* EXTRACT
▼
No. 24-5060

Bert Hudson v. Pennsylvania Board of Probation and Parole

Lower Court: Pennsylvania
Docketed: 2024-07-12
Status: Denied
Type: IFP
Response WaivedIFP
Tags: constitutional-interpretation cruel-and-unusual-punishment cruel-punishment eighth-amendment furman-v-georgia mandatory-minimum parole parole-review second-degree-murder sentencing-guidelines sentencing-statutes
Key Terms:
AdministrativeLaw DueProcess Punishment Patent
Latest Conference: 2024-09-30
Question Presented (from Petition)

After being rebuked for forbidden cruelty by this Court's own landmark 1972 Furman decision, Pennsylvania's sentencing statutes enacted in response to that have quite unambiguously provided for a mandatory maximum sentence of life imprisonment WITH a required individualized minimum sentence WITH the right to parole reviews for cases of second degree murder. (Appendix C, pages 18, 19, 29, and 39) Pennsylvania Courts admit these irrefutable facts.

Moreover, since the 1941 creation of our Pennsylvania Parole Board, hundreds of prisoners sentenced to a mandatory life term have been paroled including hundreds who are being supervised on parole right now. -See Appendix I, Addendum, Exhibits G and H.
▲
* JOB
Shorten the paragraph of the docket entry that starts with "Moreover, since the 1941" and keep its main facts. Work from the docket entry alone.

[Dataset items]
▼
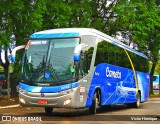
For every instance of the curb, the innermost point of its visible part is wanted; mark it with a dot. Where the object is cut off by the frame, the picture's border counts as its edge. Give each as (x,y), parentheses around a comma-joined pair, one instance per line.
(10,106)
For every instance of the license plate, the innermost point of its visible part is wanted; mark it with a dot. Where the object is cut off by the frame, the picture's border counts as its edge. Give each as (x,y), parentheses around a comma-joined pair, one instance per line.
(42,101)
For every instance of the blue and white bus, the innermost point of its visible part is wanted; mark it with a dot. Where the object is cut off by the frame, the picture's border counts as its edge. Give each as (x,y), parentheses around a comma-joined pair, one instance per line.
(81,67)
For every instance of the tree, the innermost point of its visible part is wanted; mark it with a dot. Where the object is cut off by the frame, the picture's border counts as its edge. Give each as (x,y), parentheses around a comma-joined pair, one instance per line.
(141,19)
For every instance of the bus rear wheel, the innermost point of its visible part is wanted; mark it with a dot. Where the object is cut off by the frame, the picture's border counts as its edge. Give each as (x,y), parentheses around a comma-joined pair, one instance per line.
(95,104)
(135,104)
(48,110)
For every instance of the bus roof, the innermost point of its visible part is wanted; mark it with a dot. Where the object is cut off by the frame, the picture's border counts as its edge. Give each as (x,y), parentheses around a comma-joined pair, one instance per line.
▲
▼
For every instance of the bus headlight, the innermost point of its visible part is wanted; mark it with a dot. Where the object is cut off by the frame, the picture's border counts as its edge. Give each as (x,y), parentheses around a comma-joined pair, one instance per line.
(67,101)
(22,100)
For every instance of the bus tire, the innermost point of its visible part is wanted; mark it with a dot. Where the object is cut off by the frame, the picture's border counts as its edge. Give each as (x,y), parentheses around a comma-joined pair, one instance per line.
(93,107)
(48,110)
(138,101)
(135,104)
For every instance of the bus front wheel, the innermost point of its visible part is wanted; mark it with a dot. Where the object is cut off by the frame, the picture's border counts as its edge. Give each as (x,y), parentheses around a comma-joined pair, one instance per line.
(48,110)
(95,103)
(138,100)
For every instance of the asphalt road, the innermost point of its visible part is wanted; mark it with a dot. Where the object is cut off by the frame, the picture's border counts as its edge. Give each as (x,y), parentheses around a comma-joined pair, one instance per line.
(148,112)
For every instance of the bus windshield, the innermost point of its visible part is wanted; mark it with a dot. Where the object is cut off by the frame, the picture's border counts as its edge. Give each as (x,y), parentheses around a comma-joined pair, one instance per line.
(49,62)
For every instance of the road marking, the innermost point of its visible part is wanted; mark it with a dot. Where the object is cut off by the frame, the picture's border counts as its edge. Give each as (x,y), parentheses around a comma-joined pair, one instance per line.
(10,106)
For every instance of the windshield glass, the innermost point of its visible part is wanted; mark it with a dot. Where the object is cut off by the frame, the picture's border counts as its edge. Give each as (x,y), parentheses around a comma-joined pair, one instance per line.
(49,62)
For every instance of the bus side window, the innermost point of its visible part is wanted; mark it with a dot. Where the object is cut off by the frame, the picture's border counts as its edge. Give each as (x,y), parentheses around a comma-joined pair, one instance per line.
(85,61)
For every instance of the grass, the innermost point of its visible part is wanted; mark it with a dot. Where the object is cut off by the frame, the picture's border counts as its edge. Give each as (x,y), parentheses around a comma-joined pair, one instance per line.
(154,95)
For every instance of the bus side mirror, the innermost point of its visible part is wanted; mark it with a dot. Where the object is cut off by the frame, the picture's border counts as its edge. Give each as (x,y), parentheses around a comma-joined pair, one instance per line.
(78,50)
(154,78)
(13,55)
▲
▼
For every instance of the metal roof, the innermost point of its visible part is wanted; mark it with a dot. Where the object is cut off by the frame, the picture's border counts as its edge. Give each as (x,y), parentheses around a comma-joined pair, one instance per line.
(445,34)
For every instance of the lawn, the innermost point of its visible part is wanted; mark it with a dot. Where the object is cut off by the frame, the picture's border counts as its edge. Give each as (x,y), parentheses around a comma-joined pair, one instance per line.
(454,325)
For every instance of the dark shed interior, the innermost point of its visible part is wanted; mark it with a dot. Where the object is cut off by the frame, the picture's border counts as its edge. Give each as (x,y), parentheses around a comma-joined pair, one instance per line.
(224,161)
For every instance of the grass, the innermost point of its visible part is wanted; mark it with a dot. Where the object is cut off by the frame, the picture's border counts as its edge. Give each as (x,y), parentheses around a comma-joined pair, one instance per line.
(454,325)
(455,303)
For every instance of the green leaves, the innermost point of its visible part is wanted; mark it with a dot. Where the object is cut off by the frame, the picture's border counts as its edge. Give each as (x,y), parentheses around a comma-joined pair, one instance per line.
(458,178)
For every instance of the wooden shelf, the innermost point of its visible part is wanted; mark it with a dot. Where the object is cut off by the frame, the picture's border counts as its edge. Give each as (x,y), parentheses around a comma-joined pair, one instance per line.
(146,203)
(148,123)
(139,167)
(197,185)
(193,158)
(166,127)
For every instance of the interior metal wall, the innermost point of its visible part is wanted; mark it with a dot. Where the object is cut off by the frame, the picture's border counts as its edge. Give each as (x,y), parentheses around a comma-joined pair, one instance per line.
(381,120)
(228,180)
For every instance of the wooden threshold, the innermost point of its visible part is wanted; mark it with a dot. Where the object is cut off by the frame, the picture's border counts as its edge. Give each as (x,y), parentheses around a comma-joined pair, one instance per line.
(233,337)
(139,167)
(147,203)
▲
* FULL SOLUTION
Since Pennsylvania's Parole Board was created in 1941, hundreds of prisoners serving mandatory life terms have been paroled, and hundreds are on parole supervision now (see Appendix I, Addendum, Exhibits G and H).